◆ **Required work**
Write out the records below line for line, without changing anything, and leave the pictures out.
--- BEGIN Data supplied ---
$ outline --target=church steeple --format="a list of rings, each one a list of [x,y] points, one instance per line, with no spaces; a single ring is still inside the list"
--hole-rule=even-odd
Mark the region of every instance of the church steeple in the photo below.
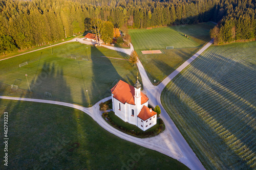
[[[140,88],[141,88],[141,85],[140,84],[139,80],[138,80],[138,72],[137,73],[137,82],[134,85],[134,89],[135,91],[135,96],[137,98],[140,97]]]
[[[141,85],[140,84],[140,82],[139,82],[139,80],[138,80],[138,72],[137,73],[137,82],[134,85],[134,87],[138,89],[139,88],[141,87]]]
--- END Data supplied ---
◆ **Response to the task**
$ outline --target=church steeple --format="a list of rings, each one a list of [x,y] points, one instance per line, with no spaces; a single ring is still inside the list"
--hole-rule=even-odd
Mark the region of every instance of the church steeple in the photo below.
[[[140,88],[141,88],[141,85],[140,84],[139,80],[138,80],[138,72],[137,73],[137,82],[134,85],[134,89],[135,91],[135,96],[137,98],[140,97]]]
[[[141,85],[140,84],[140,82],[139,82],[139,80],[138,80],[138,72],[137,73],[137,82],[134,85],[134,87],[138,89],[139,88],[141,87]]]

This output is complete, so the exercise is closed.